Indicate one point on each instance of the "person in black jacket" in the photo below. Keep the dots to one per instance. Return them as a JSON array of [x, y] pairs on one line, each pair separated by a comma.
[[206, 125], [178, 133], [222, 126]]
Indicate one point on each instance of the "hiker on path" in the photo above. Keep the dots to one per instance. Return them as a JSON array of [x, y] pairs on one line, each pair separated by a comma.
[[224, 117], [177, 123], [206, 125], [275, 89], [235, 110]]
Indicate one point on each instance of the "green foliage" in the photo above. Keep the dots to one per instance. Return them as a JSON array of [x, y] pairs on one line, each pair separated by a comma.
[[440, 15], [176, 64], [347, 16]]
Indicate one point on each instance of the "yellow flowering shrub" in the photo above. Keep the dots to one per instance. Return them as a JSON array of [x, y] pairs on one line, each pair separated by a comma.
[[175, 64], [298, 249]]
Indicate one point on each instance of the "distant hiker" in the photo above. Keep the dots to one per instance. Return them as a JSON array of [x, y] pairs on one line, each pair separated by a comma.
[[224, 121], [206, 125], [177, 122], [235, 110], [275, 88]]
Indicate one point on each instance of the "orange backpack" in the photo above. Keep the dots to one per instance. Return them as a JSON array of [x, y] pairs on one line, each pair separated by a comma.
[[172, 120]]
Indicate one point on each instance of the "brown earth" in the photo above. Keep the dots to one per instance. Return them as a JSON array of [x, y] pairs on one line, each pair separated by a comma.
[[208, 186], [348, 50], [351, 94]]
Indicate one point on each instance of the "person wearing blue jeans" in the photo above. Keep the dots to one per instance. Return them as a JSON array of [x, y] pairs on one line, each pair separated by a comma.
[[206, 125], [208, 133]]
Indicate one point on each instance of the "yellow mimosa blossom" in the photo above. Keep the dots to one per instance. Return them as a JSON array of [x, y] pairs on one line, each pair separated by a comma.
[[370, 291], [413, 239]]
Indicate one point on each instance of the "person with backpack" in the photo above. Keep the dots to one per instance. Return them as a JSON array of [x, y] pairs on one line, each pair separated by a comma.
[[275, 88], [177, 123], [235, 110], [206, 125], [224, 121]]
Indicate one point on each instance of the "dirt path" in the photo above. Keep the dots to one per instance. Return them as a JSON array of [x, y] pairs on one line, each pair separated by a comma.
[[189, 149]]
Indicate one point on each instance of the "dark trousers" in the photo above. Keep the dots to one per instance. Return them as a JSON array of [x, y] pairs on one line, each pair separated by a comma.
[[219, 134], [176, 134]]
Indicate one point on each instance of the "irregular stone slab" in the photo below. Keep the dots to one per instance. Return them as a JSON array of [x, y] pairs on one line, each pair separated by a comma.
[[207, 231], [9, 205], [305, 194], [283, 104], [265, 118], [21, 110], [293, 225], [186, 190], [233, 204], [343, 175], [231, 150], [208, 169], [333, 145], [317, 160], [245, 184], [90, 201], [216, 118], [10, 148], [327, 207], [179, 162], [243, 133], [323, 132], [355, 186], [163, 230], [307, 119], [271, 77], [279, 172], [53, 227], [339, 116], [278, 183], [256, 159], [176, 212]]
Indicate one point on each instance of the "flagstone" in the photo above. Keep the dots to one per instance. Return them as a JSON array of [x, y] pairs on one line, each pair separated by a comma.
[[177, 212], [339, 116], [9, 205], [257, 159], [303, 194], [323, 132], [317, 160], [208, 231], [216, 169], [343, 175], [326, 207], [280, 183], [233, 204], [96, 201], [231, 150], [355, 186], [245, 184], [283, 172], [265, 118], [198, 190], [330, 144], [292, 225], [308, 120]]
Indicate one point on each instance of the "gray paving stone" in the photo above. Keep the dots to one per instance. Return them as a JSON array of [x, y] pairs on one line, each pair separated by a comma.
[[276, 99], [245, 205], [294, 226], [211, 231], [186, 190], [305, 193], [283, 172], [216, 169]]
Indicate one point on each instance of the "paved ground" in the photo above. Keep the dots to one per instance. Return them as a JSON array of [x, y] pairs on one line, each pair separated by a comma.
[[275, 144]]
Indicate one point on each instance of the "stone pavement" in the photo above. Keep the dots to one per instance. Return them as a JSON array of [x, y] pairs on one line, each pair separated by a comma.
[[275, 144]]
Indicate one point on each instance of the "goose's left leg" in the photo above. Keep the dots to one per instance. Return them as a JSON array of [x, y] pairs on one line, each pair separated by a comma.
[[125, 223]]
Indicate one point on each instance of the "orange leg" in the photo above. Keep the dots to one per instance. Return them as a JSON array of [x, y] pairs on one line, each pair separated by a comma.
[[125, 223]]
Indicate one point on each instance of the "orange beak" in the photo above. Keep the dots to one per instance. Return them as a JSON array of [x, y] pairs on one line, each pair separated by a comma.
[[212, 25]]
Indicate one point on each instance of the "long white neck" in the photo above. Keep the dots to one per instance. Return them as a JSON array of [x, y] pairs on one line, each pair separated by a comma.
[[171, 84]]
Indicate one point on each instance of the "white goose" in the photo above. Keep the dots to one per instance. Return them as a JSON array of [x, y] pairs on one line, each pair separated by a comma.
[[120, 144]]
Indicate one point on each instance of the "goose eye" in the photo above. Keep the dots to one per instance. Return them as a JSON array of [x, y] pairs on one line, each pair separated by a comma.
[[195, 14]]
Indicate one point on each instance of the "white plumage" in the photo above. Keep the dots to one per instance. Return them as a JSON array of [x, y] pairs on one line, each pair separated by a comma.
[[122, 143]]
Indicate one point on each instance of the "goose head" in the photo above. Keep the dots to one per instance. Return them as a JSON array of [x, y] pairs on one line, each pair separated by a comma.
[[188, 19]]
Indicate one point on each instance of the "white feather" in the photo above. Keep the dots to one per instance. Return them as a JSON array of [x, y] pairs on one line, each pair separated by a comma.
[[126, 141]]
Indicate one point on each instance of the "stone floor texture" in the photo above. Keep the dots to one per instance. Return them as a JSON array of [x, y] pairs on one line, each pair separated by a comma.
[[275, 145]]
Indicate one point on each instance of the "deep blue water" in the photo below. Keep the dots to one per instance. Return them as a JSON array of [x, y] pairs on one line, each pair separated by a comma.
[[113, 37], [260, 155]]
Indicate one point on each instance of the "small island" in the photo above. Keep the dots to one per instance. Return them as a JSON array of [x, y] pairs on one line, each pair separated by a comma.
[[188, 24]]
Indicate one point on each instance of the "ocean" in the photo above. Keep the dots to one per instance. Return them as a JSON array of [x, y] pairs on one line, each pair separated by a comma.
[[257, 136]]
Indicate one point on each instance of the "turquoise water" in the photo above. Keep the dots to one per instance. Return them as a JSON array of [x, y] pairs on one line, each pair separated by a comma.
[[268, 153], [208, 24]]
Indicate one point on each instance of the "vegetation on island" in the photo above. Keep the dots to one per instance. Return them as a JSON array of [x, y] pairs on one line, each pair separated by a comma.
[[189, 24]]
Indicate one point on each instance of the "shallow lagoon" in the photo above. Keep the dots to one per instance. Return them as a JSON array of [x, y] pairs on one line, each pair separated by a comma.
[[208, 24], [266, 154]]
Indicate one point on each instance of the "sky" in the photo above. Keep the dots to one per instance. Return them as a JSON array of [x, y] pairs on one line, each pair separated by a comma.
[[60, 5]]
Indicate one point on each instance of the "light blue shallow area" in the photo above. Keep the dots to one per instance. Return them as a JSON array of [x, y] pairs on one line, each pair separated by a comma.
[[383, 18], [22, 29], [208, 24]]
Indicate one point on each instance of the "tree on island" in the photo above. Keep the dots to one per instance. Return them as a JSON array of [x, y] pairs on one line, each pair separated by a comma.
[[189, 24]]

• Work to complete
Rewrite all of the entries, replacing "dots" with "marks" wherever it occurs and leaving everything else unchanged.

• Answer for this exercise
Indicate one point on each instance of the "person in black jacket" in the photo below. Keep the marks to one per instance. Return them as a JSON array of [x, y] pairs on one line, each pair separated by a comma.
[[206, 125], [178, 133], [222, 126]]
Indicate one point on each instance of the "hiker on path" in the photo above. Keep the marks to one per instance. Return them as a JSON array of [x, y] pairs on one line, each pair separated by a comma.
[[224, 117], [177, 123], [206, 125], [275, 89], [235, 110]]
Indicate one point on each instance of the "green foliage" in the photo above. Keep the marks to one per instance. Return them as a JSON array of [x, y] pairs on one line, each pair separated by a comma.
[[440, 15], [176, 64], [347, 16]]
Indicate one point on each instance of the "yellow flowering shrub" in the photo above. Keep the marks to one per instance. Return them as a JSON array of [x, y] pairs on one line, each pair separated by a comma.
[[175, 64], [298, 249]]
Indicate one point on each instance of the "distant hiker" in the photo above. Keep the marks to one per instance. Return them as a JSON array of [x, y] pairs on one line, each pair separated by a comma.
[[224, 121], [206, 125], [177, 122], [235, 110], [275, 88]]
Indicate one point on each instance of the "orange backpack" in the photo above. Keep the marks to one per instance. Return them as a JSON array of [x, y] pairs on one line, each pair separated by a comma.
[[172, 120]]
Indicate one point on each instance of the "brown earth" in the photo above. Keep the marks to one per instance. Return them as a JSON array of [x, y] pairs on one line, each pair separated by a comma.
[[208, 186], [348, 50], [351, 94]]
Indicate one point on each instance of the "person wearing blue jeans" in the photo above. Keep the marks to one per instance. Return them as a JSON array of [x, y] pairs on one line, each pair separated by a comma.
[[206, 125], [208, 133]]
Indicate one point on each instance of the "yellow mimosa blossom" in the photo above. Keep the marks to one per instance. Return them as a JSON array of [x, y] pairs on one line, each pair separated by a comma.
[[370, 291], [413, 239]]
Indicate one point on each instance of the "person with backpack" in the photo above. Keep the marks to one per instance. Return them as a JSON array of [x, y] pairs on one line, each pair separated by a comma.
[[275, 88], [177, 123], [235, 110], [206, 125], [224, 121]]
Indicate one point on each instance of the "dirt path" in the photo above. Keep the marks to one per instance. Return them as a JSON array of [x, y] pairs on one line, each pair separated by a comma.
[[189, 149]]
Indicate one point on each instance of the "dark trousers" in the photo above. Keep the marks to one per instance. Return them as a JSON array of [x, y] pairs on one line, each pair separated by a comma.
[[219, 134], [176, 134]]
Indicate one point on each instance of the "irregular stone slab" in the photo below. Keep the marks to one per instance. Return them as a JSON array of [x, y] pairs on one line, each pair separated by a comma.
[[207, 231], [9, 205], [305, 194], [283, 104], [265, 118], [21, 110], [293, 225], [186, 190], [233, 204], [343, 175], [231, 150], [208, 169], [333, 145], [317, 160], [245, 184], [90, 201], [216, 118], [10, 148], [327, 207], [179, 162], [243, 133], [323, 132], [355, 186], [163, 230], [307, 119], [271, 77], [279, 172], [53, 227], [339, 116], [278, 183], [256, 159], [176, 212]]
Indicate one point on each instance of the "flagstone" in the photo above. Keep the marks to one per instance. Return them as a JSON array of [x, y] pairs on one line, each pair separated by a comma.
[[177, 212], [339, 116], [9, 205], [257, 159], [303, 194], [323, 132], [317, 160], [208, 231], [216, 169], [343, 175], [326, 207], [280, 183], [233, 204], [96, 201], [231, 150], [355, 186], [245, 184], [283, 172], [265, 118], [198, 190], [330, 144], [292, 225], [308, 120]]
Indicate one point on each instance of the "gray paving stone" in the photo above. Keep the marks to one per instance. Return them as a JSON array of [x, y] pairs on one line, each pair separated by a comma.
[[276, 99], [245, 205], [294, 226], [211, 231], [186, 190], [305, 193], [283, 172], [216, 169]]
Indicate one point on each instance of the "paved ground" in the photo above. Keep the marks to one per instance. Return them as a JSON array of [x, y] pairs on one line, each pair separated by a comma.
[[275, 144]]
Indicate one point on each instance of the "stone pavement" in the photo above. Keep the marks to one per instance. Return them as a JSON array of [x, y] pairs on one line, each pair separated by a comma.
[[275, 144]]
Indicate one point on each instance of the "goose's left leg" in the photo above. Keep the marks to one per instance. Return them as a JSON array of [x, y] pairs on one line, each pair separated by a comma.
[[125, 223]]
Indicate one point on each instance of the "orange leg" in the photo above. Keep the marks to one per instance. Return them as a JSON array of [x, y] pairs on one line, each pair separated by a comma.
[[125, 223]]
Indicate one point on each instance of the "orange beak" in the photo above. Keep the marks to one per instance. Return them as a JSON array of [x, y] pairs on one line, each pair separated by a comma.
[[212, 25]]
Indicate one point on each instance of the "long white neck" in the photo above. Keep the marks to one per instance. Return them as a JSON array of [x, y] pairs on one line, each pair separated by a comma.
[[171, 84]]
Indicate one point on each instance of the "white goose" in the photo above. Keep the marks to one per instance. Return them as a JSON array of [x, y] pairs on one line, each pair separated by a comma.
[[120, 144]]
Indicate one point on each instance of the "goose eye" in the photo above. Keep the marks to one per instance. Return them as a JSON array of [x, y] pairs on one line, each pair separated by a comma.
[[195, 14]]
Indicate one point on each instance of the "white plumage" in the photo above. Keep the marks to one per instance. Return them as a JSON array of [x, y] pairs on one line, each pair separated by a comma.
[[122, 143]]
Indicate one point on each instance of the "goose head" in the photo above. Keep the marks to one per instance. Return them as a JSON array of [x, y] pairs on one line, each pair separated by a comma.
[[188, 19]]
Indicate one point on each instance of the "white feather" in the photo above. Keep the marks to one per instance. Return them as a JSON array of [x, y] pairs on one line, each pair separated by a comma.
[[126, 141]]
Indicate one point on each instance of the "stone floor texture" in the photo above. Keep the marks to one per instance. Return them as a JSON array of [x, y] pairs on one line, each pair separated by a comma.
[[275, 145]]
Indicate one point on each instance of the "deep blue water" in the photo below. Keep the marks to one per instance. Return them as a JSON array of [x, y] pairs on one line, each pair separated by a comma.
[[113, 37], [260, 155]]
Indicate one point on each instance of the "small island" in the photo above. Keep the marks to one per instance. Return them as a JSON array of [x, y] pairs on one line, each pair separated by a comma.
[[188, 24]]
Indicate one point on each instance of the "ocean" in the photo above. Keep the marks to one per instance. Return them as a JSON array of [x, y] pairs on one line, each pair separated by a comma.
[[257, 136]]
Indicate one point on each instance of the "turquoise water" in the photo above. Keep the marks to one per instance. Return them as a JSON array of [x, y] pairs on one line, each pair separated by a comma.
[[268, 153], [208, 24]]
Indicate one point on each instance of the "vegetation on island" in the photo above. Keep the marks to one per instance. Return them as a JSON array of [x, y] pairs on one line, each pair separated by a comma.
[[189, 24]]
Indicate one point on each instance of the "shallow lagoon" in the photo above. Keep the marks to one per instance. Return them as a JSON array of [x, y] pairs on one line, each pair separated by a comma.
[[208, 24], [266, 154]]
Indicate one point on each instance of the "sky" in the photo above. Keep the marks to one per instance. Return them as a JSON array of [x, y] pairs on one line, each pair separated by a comma.
[[60, 5]]
Indicate one point on each instance of the "light blue shallow area" in the photo above. Keep the marks to one per instance. Return them as a JSON array of [x, y] pairs on one line, each pair separated by a comma.
[[383, 18], [22, 29], [208, 24]]
Indicate one point on each instance of the "tree on island" in the photo above. Keep the marks to one per instance. Return them as a JSON array of [x, y] pairs on one line, each pair separated by a comma.
[[189, 24]]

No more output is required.